## İstenenler
- 1) Köşe yazısında geçen tüm özel isimleri, yazar satırındaki dahil olmak üzere, her birini bir kez yazarak sıralayınız.
- 2) Köşe yazısını son cümlesinden sonra devam ettirerek sununuz.

Güleyim mi, ağlayayım mı
Mümin TOPÇU
Şişi'nin ani ve süper aktivizasyonu artık bayıttı ve yordu.
Bizim cenah, her ne kadar kendisine bel bağlamış olsa da, artık o son hamlelerini oynamakta ve yakında temelli kaybolup gidecektir.
Statükonun ipini çekmek için yanıp tutuşmaktayız; ama şimdilik onunla vedalaşma tarihini belirlemek biraz zor iş.
Statüko ve mafya fena yuvalanmış, teker teker, sadece öne sürdüğü kuklalarını beyhude harcamakta.
Şimdi sıra Şişi'de. Bu sanki bizim çok da umurumuzda.
Ama zaman kaybı, azınlık toplumuzun içini tamamen oymakta ve çürütmekte.
Aslında bizim toplumun ismi her ne kadar Şişi veya Doğan gibileri ile bir arada anılmış olsa bile, bizim aramızdaki sağduyulu ve ileri görüşlü şahsiyetler, bu oyunun büyüklüğünü ve vahametini anlayabiliyorlar.

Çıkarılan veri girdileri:
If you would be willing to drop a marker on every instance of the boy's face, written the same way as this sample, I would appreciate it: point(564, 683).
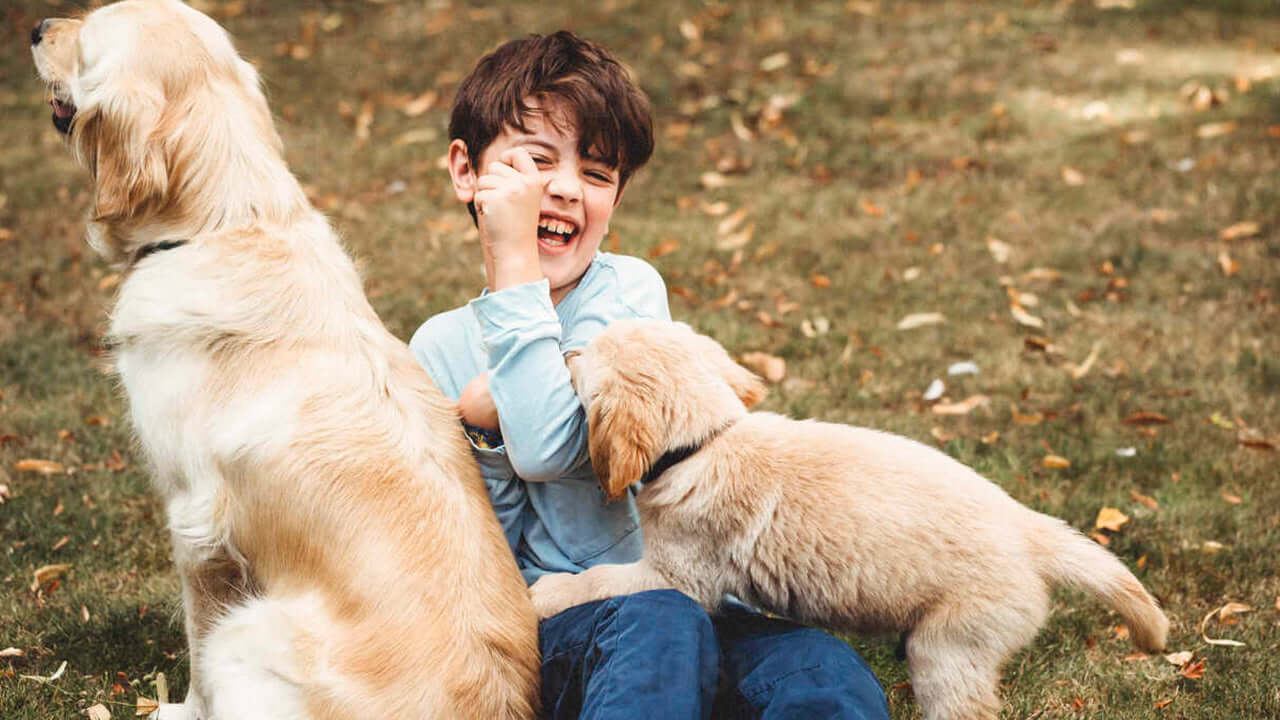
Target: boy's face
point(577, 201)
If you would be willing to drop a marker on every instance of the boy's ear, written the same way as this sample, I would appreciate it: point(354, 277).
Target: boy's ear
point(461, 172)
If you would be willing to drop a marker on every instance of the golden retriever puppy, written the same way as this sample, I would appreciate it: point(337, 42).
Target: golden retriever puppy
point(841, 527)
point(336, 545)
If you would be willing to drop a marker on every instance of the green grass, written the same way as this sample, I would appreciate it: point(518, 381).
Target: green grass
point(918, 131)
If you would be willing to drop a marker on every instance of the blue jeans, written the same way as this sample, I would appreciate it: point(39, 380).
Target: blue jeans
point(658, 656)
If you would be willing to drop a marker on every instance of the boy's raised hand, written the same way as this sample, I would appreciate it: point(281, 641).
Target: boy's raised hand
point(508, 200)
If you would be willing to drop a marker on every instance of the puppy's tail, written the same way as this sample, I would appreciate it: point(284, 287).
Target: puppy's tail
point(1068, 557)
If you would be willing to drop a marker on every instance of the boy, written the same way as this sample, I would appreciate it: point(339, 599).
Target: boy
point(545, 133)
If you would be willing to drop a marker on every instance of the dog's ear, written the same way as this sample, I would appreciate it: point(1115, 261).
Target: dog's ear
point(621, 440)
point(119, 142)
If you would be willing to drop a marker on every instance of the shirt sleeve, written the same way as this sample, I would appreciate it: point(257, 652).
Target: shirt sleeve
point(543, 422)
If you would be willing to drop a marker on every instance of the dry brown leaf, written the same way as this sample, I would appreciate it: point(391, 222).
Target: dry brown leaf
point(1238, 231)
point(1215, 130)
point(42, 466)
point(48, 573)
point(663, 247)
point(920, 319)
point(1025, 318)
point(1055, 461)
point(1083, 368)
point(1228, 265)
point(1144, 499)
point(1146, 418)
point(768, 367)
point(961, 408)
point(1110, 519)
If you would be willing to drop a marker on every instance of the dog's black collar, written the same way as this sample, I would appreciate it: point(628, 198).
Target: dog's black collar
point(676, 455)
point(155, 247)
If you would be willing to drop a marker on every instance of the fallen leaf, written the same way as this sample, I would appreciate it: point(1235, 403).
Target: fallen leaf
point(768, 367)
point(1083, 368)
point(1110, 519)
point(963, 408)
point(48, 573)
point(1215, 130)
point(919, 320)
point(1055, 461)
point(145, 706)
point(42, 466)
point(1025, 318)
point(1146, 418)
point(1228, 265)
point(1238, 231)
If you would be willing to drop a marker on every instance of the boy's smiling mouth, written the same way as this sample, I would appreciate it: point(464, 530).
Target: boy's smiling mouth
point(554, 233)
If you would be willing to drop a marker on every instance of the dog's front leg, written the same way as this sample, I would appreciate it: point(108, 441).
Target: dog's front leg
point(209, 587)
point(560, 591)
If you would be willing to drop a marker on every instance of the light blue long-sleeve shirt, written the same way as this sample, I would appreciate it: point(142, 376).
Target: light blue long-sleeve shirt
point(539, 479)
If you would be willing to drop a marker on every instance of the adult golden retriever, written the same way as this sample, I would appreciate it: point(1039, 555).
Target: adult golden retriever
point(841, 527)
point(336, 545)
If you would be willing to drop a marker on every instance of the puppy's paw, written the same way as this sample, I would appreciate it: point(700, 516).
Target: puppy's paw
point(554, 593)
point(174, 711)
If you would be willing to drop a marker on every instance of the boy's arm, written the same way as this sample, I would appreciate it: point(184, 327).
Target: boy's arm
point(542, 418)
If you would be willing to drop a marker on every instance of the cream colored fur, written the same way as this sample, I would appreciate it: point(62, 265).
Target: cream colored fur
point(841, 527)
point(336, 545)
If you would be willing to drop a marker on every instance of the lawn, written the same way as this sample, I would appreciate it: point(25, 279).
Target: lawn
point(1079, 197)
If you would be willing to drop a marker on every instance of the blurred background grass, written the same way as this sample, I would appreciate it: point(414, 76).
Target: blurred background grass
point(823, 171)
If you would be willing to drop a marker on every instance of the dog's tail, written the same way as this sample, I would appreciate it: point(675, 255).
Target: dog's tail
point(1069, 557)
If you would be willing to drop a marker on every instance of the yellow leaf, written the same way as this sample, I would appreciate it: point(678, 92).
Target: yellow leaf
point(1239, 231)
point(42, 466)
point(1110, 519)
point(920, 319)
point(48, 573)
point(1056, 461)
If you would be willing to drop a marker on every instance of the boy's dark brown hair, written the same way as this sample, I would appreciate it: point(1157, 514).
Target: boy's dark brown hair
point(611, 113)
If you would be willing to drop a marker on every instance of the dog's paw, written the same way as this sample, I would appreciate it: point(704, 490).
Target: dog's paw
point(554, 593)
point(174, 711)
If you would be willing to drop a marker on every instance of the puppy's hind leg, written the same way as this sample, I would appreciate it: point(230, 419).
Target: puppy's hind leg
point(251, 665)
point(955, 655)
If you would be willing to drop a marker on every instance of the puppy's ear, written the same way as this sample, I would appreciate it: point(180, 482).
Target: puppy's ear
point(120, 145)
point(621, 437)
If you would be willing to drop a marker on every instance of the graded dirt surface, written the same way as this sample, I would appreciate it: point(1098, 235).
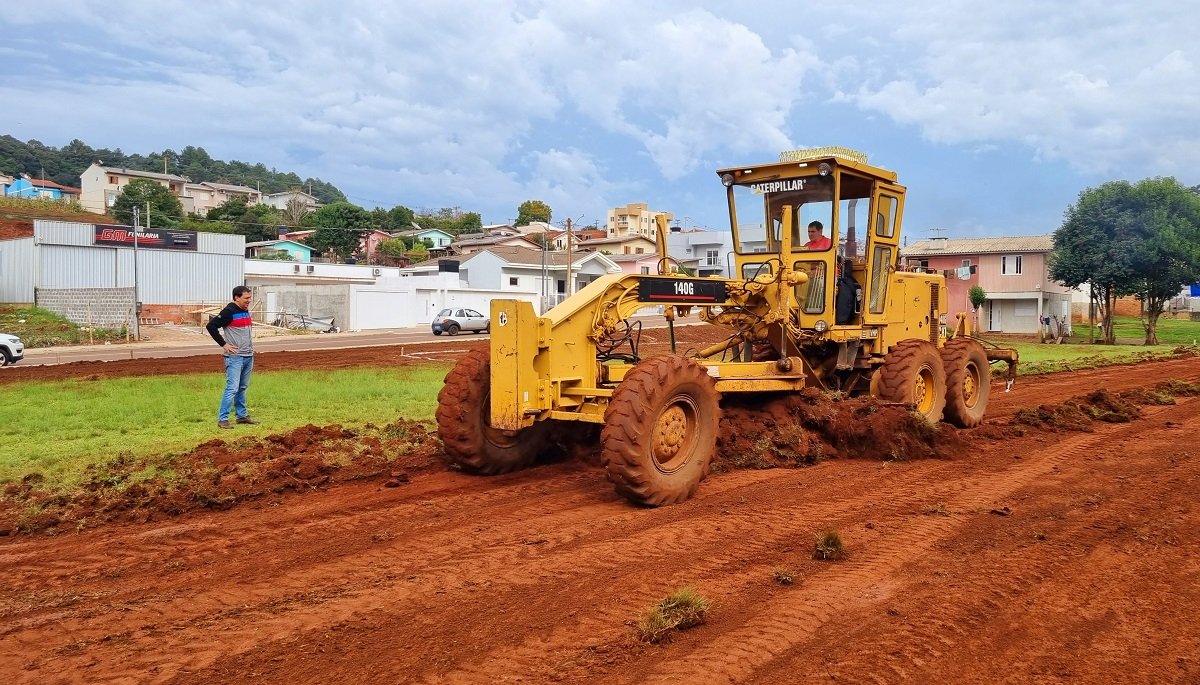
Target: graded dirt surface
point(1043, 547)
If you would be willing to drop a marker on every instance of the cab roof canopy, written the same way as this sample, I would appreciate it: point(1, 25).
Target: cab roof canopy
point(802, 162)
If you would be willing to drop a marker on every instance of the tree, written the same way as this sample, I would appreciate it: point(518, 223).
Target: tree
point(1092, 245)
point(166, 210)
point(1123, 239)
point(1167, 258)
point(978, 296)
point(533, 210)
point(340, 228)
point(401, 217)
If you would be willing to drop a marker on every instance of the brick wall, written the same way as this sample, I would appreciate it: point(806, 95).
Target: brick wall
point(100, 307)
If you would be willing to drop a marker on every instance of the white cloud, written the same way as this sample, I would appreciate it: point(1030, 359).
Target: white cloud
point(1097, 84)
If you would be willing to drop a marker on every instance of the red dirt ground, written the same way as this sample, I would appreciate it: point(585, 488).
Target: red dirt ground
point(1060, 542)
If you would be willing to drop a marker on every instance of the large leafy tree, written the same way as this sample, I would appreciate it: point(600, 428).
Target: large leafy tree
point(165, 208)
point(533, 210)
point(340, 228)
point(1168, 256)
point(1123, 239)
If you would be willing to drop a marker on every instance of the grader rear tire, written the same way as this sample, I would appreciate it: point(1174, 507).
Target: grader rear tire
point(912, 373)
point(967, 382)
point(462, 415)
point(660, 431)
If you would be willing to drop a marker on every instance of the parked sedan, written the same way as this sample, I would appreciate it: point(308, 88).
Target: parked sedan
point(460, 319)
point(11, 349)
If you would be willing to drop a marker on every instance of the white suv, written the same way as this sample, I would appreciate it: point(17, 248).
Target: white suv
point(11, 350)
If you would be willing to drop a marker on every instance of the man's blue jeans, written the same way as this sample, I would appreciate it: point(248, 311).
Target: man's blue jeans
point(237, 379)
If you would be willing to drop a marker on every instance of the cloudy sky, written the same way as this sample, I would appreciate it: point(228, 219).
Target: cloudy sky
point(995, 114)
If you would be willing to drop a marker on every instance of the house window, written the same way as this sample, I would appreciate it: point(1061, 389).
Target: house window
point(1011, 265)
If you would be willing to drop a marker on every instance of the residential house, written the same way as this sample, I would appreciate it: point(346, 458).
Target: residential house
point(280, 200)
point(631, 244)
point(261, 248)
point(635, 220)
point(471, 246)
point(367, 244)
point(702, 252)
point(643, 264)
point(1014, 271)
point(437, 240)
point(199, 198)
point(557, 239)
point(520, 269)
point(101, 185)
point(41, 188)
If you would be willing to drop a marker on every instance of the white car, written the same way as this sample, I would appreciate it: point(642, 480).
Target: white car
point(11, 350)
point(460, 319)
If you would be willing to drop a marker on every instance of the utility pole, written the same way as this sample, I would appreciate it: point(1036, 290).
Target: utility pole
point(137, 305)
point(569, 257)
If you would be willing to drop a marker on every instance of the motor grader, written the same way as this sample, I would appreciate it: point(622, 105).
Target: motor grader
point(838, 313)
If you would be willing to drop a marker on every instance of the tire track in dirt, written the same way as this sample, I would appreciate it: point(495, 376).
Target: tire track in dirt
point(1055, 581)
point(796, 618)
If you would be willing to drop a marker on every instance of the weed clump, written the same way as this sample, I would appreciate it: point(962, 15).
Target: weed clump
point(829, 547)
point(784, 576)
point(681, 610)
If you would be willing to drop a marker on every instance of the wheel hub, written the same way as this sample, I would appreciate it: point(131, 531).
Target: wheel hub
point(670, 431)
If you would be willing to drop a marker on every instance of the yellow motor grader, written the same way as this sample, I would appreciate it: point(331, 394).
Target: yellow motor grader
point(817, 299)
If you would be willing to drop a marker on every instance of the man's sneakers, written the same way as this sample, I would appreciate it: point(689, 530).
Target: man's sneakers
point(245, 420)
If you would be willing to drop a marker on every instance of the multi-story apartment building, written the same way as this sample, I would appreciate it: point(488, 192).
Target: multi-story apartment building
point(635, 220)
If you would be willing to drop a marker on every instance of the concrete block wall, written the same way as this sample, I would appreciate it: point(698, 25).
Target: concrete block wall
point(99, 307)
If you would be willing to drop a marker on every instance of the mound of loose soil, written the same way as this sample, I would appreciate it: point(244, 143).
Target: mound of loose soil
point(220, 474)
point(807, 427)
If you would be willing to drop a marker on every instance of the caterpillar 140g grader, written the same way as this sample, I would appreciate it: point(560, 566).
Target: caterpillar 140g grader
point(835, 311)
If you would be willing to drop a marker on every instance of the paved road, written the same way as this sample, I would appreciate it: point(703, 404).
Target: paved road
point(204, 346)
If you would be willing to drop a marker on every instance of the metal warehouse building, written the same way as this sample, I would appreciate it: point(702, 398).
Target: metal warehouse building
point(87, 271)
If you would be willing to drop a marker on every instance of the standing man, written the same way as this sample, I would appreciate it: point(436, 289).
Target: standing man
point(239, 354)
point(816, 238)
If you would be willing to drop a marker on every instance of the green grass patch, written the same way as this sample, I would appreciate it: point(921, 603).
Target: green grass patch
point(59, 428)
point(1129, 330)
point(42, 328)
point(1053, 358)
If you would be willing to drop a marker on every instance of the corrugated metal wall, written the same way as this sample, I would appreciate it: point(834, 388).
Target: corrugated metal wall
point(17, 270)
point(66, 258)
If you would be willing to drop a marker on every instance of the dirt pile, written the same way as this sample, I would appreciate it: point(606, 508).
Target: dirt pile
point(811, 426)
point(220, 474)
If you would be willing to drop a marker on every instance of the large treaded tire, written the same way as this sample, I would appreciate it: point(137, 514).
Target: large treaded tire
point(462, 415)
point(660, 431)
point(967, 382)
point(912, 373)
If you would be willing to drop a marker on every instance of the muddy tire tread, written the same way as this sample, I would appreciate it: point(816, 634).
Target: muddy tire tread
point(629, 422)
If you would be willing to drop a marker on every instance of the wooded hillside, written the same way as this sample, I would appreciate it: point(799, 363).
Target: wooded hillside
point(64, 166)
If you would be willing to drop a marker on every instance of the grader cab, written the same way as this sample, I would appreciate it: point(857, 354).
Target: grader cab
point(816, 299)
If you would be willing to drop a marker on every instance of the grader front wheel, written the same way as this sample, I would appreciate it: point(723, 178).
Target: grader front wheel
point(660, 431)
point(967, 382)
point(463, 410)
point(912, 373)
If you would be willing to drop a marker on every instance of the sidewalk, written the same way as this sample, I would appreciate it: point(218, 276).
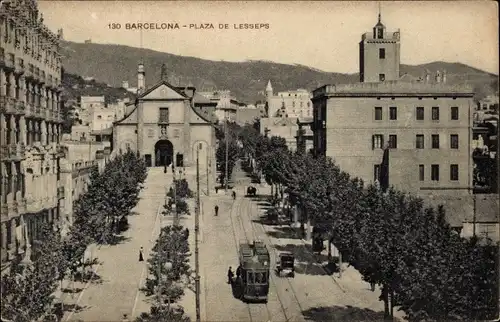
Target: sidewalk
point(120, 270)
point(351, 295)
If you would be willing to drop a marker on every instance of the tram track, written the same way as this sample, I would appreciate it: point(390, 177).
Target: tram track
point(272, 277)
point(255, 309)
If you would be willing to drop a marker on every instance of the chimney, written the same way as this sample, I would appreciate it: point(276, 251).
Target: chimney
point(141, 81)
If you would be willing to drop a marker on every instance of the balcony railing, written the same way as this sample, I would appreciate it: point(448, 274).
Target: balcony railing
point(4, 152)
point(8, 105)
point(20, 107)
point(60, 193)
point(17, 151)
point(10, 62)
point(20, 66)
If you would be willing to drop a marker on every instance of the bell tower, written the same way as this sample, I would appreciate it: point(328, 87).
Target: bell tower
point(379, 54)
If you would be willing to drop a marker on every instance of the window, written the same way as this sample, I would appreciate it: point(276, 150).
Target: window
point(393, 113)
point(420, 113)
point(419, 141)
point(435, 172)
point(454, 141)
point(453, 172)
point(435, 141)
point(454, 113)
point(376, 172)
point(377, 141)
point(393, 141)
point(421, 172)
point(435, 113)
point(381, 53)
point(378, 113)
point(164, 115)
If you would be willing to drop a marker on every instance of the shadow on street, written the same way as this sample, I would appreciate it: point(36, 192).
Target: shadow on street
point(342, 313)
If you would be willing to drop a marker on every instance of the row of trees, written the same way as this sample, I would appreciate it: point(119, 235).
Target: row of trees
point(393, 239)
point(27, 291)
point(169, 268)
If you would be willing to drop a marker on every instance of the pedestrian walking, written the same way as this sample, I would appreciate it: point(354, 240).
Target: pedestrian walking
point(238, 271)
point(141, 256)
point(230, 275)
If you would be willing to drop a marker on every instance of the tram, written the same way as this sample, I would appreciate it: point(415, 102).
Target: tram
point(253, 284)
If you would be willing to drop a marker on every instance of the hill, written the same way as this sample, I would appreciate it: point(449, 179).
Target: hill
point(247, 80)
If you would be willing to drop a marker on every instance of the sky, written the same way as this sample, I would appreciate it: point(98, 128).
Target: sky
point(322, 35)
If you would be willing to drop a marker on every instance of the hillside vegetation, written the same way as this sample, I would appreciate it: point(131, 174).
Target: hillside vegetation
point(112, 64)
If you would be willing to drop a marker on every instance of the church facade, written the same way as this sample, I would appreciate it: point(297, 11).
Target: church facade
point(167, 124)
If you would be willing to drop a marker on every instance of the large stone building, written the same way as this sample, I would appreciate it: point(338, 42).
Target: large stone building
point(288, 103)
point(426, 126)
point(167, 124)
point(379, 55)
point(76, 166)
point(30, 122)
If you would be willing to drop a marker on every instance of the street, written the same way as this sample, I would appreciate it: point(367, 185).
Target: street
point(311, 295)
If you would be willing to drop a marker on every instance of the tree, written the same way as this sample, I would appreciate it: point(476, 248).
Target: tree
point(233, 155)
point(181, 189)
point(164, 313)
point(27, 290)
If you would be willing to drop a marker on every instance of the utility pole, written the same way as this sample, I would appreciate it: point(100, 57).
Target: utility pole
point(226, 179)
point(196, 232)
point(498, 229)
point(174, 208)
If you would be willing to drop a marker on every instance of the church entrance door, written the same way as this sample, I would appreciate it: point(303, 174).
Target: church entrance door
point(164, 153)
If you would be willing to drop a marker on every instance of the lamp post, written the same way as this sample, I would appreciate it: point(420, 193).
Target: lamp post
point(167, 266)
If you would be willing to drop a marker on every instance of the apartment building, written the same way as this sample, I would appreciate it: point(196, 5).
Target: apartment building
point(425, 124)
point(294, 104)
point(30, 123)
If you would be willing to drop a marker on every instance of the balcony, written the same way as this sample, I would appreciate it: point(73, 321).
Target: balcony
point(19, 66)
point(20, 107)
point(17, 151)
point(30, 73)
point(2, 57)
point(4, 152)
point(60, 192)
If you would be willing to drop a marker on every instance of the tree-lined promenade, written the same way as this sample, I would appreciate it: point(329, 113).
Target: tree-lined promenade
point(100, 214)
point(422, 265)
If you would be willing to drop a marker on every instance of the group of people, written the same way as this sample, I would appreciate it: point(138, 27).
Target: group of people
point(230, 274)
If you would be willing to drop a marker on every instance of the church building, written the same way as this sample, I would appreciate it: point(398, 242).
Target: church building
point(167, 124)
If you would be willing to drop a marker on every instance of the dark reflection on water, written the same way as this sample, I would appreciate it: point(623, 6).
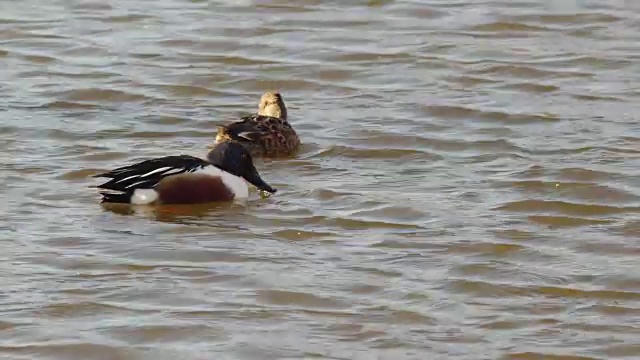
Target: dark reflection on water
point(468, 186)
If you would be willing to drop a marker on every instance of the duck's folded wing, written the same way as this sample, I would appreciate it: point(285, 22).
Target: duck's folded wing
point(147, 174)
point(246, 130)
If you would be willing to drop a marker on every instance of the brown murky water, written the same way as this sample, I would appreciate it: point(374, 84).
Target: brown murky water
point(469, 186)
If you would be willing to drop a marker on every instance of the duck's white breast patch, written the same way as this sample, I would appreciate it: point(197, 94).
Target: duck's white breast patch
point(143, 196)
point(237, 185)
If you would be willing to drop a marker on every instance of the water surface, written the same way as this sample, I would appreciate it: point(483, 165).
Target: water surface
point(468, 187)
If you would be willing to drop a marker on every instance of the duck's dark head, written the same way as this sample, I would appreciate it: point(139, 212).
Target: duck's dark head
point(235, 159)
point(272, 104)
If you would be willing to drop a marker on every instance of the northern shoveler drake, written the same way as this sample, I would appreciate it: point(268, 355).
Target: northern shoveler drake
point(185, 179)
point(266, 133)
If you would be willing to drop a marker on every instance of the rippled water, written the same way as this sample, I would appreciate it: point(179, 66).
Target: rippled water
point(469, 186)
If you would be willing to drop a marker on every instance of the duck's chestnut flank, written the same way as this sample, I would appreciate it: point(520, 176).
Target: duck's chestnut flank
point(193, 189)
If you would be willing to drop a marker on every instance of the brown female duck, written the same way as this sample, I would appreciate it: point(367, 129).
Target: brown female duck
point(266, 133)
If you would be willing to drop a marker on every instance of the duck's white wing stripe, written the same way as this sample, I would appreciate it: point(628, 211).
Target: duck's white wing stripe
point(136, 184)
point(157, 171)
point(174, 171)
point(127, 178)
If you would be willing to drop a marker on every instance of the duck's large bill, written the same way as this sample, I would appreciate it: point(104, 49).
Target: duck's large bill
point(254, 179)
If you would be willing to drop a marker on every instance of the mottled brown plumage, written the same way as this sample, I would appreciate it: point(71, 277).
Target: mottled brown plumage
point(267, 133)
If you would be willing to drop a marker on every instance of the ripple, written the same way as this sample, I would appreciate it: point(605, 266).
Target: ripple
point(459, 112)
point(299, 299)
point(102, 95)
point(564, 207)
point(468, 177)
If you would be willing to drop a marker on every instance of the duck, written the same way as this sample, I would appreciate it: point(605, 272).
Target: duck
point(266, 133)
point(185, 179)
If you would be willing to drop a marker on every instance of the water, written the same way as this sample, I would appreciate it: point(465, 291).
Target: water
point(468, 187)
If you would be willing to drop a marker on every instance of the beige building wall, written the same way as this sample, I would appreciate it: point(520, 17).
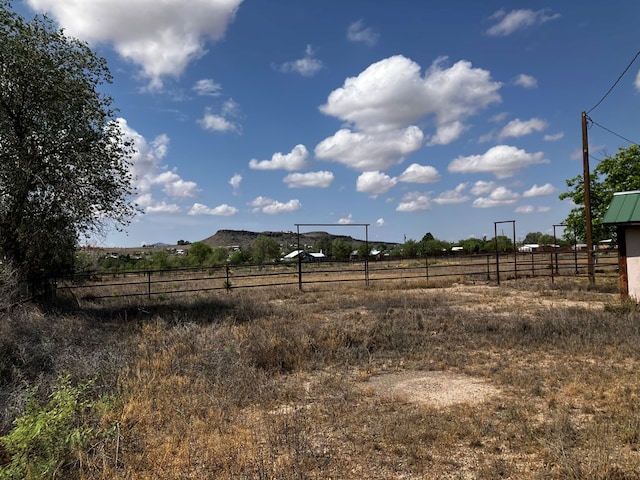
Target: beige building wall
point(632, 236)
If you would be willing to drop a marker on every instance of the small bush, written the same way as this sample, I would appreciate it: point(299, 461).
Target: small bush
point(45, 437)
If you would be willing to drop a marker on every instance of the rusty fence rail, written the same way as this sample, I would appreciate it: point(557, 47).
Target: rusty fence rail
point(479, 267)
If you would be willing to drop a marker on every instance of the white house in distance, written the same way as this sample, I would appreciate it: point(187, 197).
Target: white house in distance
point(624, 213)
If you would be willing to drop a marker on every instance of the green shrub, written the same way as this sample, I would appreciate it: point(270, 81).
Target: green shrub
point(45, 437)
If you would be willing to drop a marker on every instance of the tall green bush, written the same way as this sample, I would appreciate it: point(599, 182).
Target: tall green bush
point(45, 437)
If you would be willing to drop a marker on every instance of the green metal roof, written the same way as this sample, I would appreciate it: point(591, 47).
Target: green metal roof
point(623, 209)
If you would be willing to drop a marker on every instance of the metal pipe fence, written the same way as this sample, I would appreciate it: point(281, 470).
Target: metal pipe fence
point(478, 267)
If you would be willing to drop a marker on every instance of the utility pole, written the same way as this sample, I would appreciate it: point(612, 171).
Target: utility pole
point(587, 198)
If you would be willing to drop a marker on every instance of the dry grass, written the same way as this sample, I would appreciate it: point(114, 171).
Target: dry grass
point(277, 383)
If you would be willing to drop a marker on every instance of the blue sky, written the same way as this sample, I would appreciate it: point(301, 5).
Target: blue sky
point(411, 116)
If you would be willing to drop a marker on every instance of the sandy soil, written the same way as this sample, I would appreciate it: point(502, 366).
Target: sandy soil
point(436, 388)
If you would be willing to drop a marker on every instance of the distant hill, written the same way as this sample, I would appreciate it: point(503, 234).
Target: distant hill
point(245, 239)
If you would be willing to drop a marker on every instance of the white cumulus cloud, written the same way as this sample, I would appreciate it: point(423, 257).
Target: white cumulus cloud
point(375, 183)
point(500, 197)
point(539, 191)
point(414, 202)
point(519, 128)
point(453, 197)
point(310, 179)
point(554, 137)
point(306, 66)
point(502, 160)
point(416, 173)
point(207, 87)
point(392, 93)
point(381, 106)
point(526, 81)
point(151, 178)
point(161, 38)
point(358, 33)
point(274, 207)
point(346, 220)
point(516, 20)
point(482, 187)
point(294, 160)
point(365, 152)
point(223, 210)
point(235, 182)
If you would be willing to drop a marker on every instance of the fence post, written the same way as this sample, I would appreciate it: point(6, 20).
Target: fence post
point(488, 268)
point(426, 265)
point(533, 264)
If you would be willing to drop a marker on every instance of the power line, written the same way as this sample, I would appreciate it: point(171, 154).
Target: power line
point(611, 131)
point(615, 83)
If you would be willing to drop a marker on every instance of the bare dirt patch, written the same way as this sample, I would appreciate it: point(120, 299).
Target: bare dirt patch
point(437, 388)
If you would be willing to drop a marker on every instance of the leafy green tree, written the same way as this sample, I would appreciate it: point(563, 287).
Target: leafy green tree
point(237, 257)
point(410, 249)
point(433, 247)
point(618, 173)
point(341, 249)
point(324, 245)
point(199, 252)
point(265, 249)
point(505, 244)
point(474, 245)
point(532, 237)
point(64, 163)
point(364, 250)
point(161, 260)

## Görev Sonuçları
- 1)
- Mümin TOPÇU
- Şişi
- Doğan

- 2)
Bugünlerde var mı yok mu, Şişi'nin sabahtan akşama kadar sarf ettiği hezeyanlar.
Onlarla uyanıp onlarla gözlerimizi yummaktayız.
Yıllar boyu, bizleri işte bu şekilde uyutuyorlar ve oyalıyorlar.
Eriyen bir mum gibi heba olan yıllarımızın, kaybolan nesillerimizin hesabını kimden soracağız?
Son yıllardaki bütün yapılan sıra dışı seçimler ve bir sürü başka oyunun tek gayesi, bir müddet daha statükoyu ayakta tutabilmekti ve kartondan saray kulelerin yıkılmaması içindi...
Bir mafya rejiminin lider tayfasını yüceltmek için ana vatan topraklarımızı bile şuursuzca alet etmekten hiç geri kalmadılar.
Neymiş, efendim, dostu düşmandan ayırt edemeyenler, güya "müze" açmışlar ve bizlere kimin kim olduğunu bizlere öğreteceklermiş...
Biz, el insaf, deriz.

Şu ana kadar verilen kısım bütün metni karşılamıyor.